WHAT IS ASKED >>
Condense the paragraph that begins "High speed, air-breathing engines" from the text on shuttle successors below into a short bulleted list that keeps its main facts.

That’s in stark contrast to the blunt features of the space shuttle, whose broad, flat underbelly–designed to distribute the heat of reentry over a large area–is anything but sleek.
And like jets, the next generation of space vehicles might take off from a runway rather than a launch pad. Getting these vehicles into space would probably require a combination of engines to accelerate the craft up to 25 times the speed of sound. After an initial ascent by a conventional rocket or turbo jet engine, the plane would zoom horizontally, scooping up oxygen from the air at high pressure and mixing it with a tank of liquid fuel.
Because the oxygen comes from the atmosphere, the craft doesn’t have to carry huge amounts of it to propel the vehicle. In contrast, each space shuttle carries more than a half-million kilograms of liquid oxygen. Scientists are working on alternative fuels that would consist of solid wax (SN: 3/22/03, p. 187: Refueling Rockets).
High speed, air-breathing engines are known as ramjets or scramjets because they ram oxygen into the front of the engines. Aerospace engineers first began thinking about such engines several decades ago in a project that became known as the National Aerospace Plane. But at the time, says Brand, the technologies required weren’t mature enough to make the concept work. After sinking more than $1 billion into the project, NASA abandoned it in 1994.
Rasky says that it’s inevitable that the ramjet concept will be incorporated into any shuttle successor, but the vehicle probably won’t be ready until 2020 or so.

EXTRACTED RECORDS >>
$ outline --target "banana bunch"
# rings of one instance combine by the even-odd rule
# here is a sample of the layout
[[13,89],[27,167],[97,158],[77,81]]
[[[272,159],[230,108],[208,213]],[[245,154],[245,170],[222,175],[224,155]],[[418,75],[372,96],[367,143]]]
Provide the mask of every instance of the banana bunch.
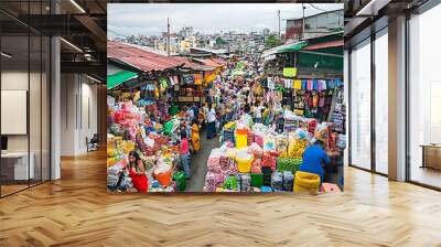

ANSWER >>
- High-speed, air-breathing engines are called ramjets or scramjets because they ram oxygen into the front of the engine.
- Aerospace engineers began considering them decades ago in a project later known as the National Aerospace Plane.
- According to Brand, the needed technologies weren't mature enough then to make the idea work.
- NASA spent more than $1 billion on the project before dropping it in 1994.